--- start of ROWS ---

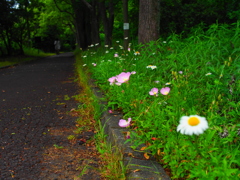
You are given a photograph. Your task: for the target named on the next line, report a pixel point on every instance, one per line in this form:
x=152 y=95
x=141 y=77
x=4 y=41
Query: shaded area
x=35 y=101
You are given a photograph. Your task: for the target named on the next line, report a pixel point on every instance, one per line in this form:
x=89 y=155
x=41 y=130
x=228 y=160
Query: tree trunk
x=82 y=25
x=107 y=21
x=95 y=38
x=149 y=15
x=125 y=21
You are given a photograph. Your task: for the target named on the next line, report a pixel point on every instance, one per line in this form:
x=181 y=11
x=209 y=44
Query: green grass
x=203 y=74
x=30 y=54
x=90 y=112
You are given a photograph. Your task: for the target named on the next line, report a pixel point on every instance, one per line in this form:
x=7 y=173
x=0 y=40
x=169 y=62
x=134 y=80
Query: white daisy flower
x=193 y=124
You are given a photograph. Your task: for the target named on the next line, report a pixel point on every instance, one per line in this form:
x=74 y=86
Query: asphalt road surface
x=34 y=100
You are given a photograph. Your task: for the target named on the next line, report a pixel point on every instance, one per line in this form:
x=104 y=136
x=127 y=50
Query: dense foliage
x=37 y=23
x=168 y=81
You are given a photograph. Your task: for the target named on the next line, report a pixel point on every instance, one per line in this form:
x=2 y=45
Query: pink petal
x=165 y=91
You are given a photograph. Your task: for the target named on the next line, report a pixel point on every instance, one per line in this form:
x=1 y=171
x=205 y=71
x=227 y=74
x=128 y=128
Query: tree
x=149 y=15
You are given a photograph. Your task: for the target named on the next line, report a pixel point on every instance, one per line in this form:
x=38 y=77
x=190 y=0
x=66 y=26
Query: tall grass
x=203 y=74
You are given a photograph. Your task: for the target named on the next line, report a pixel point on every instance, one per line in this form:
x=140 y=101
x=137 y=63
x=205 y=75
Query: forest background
x=80 y=23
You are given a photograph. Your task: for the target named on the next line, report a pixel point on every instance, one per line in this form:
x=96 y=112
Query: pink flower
x=165 y=91
x=112 y=80
x=154 y=91
x=124 y=123
x=123 y=77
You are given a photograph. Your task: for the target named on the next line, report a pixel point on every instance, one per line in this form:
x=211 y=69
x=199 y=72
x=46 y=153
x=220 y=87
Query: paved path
x=34 y=99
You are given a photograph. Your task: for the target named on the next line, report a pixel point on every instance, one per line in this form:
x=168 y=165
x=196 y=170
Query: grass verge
x=111 y=159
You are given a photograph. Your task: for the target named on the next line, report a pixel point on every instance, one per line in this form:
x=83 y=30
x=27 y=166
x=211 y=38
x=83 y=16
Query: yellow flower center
x=193 y=121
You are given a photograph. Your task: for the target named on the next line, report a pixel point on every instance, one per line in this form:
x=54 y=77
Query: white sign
x=125 y=26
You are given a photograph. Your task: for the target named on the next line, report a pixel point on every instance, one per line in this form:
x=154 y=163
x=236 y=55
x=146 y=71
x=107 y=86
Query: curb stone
x=139 y=168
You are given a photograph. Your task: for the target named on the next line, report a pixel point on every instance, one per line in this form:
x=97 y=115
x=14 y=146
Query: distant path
x=32 y=117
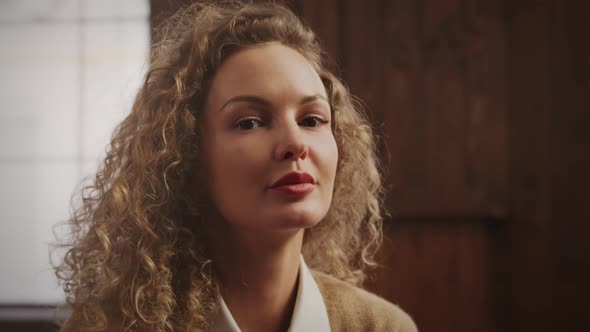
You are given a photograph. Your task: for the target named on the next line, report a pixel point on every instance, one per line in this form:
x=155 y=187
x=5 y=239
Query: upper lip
x=294 y=178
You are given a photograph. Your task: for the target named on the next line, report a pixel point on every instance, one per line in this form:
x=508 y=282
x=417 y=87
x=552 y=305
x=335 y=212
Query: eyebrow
x=264 y=102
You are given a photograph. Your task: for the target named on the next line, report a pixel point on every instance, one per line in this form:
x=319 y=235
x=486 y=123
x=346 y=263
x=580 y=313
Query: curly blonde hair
x=135 y=261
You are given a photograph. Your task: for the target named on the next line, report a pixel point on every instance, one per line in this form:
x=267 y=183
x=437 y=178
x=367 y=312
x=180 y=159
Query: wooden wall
x=482 y=107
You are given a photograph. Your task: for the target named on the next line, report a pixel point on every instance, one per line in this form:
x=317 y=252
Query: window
x=70 y=70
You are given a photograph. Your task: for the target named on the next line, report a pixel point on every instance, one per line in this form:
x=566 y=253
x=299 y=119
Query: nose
x=291 y=145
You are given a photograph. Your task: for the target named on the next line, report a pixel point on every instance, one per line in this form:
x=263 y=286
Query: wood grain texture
x=442 y=272
x=444 y=107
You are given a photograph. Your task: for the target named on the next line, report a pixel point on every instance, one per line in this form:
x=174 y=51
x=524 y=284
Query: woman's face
x=267 y=141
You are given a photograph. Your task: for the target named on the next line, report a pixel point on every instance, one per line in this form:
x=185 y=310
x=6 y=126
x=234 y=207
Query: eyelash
x=319 y=121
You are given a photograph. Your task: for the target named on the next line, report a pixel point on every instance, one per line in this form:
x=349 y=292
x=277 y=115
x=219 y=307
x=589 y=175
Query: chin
x=298 y=219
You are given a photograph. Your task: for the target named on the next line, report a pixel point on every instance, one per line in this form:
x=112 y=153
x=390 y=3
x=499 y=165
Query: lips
x=293 y=178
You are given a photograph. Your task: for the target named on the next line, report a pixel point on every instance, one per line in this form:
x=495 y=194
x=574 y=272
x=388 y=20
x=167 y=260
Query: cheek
x=329 y=156
x=234 y=164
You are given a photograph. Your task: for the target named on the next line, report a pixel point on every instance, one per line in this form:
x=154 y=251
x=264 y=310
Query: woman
x=241 y=192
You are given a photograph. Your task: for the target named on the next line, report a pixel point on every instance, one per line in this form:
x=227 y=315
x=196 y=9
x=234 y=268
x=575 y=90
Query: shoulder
x=354 y=309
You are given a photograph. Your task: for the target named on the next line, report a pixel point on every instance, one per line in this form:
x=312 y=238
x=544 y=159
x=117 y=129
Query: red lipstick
x=294 y=183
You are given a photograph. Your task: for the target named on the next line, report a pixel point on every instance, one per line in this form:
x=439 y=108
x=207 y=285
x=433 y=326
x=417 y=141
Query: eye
x=248 y=124
x=313 y=121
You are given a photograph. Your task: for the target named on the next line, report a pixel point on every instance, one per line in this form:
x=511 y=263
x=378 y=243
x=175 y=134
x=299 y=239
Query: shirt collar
x=309 y=313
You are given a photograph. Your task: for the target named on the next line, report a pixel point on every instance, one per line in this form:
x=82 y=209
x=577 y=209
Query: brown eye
x=313 y=121
x=248 y=124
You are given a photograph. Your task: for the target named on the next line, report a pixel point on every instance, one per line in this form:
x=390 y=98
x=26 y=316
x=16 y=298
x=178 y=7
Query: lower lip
x=295 y=189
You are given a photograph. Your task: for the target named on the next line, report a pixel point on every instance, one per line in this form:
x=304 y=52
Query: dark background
x=482 y=109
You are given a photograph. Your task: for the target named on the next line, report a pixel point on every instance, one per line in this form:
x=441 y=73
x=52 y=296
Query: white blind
x=69 y=72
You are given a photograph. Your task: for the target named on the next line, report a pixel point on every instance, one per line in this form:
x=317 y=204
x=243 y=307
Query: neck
x=258 y=273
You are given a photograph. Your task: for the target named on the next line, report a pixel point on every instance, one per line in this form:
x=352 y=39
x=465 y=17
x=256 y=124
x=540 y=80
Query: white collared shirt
x=309 y=313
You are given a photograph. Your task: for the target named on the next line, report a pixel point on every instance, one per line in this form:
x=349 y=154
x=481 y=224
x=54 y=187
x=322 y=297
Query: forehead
x=273 y=71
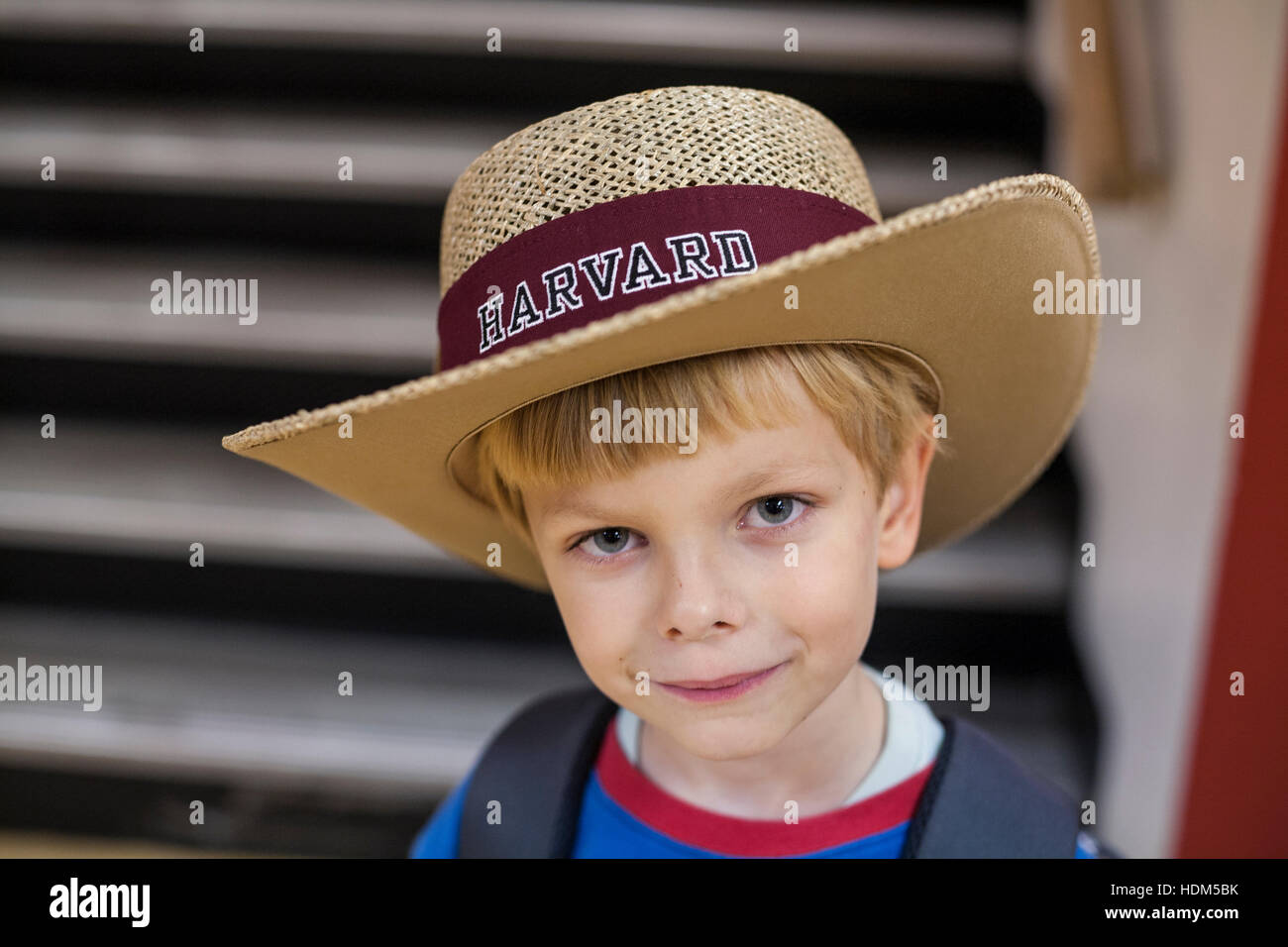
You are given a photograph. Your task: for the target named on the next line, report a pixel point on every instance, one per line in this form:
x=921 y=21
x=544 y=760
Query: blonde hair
x=877 y=397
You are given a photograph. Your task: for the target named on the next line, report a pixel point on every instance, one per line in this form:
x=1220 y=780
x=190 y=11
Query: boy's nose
x=698 y=598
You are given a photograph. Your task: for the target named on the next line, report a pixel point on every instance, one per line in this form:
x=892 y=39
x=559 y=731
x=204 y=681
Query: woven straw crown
x=642 y=142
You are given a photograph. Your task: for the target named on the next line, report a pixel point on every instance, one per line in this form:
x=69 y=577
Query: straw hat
x=669 y=223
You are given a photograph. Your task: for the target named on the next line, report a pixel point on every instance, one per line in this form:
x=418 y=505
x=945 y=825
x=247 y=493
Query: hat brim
x=951 y=282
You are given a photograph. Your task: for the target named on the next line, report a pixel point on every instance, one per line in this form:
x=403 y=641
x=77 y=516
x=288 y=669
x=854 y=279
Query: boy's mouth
x=720 y=688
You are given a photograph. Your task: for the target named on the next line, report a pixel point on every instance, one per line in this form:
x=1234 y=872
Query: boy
x=713 y=261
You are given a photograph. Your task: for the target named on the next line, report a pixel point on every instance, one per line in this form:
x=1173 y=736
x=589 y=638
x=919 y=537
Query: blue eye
x=780 y=510
x=608 y=541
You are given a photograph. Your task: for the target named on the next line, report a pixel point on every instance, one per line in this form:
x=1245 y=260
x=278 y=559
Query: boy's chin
x=730 y=738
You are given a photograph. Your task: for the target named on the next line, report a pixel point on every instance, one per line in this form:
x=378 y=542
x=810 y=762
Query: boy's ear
x=900 y=517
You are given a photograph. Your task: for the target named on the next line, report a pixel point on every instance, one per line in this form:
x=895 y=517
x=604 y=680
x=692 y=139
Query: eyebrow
x=750 y=483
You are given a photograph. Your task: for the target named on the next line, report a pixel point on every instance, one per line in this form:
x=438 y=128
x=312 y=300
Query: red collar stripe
x=729 y=835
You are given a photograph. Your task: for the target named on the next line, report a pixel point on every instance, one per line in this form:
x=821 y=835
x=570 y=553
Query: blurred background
x=220 y=682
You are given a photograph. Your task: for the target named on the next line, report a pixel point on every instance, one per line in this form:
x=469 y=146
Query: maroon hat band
x=609 y=258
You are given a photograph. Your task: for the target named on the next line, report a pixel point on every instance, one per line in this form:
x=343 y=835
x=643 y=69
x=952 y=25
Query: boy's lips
x=729 y=681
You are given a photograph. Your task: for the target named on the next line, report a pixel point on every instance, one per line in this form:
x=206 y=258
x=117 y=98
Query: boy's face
x=682 y=571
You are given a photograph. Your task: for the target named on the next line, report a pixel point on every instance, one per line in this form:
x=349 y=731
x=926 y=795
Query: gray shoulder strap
x=536 y=768
x=980 y=802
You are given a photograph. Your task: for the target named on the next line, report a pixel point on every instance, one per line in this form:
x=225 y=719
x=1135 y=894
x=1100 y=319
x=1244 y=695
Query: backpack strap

--- end of ROWS ---

Show every line of the records that contains the string "flower", matching case exactly.

-- RESPONSE BELOW --
Query: white daisy flower
Query: pink flower
Query: yellow flower center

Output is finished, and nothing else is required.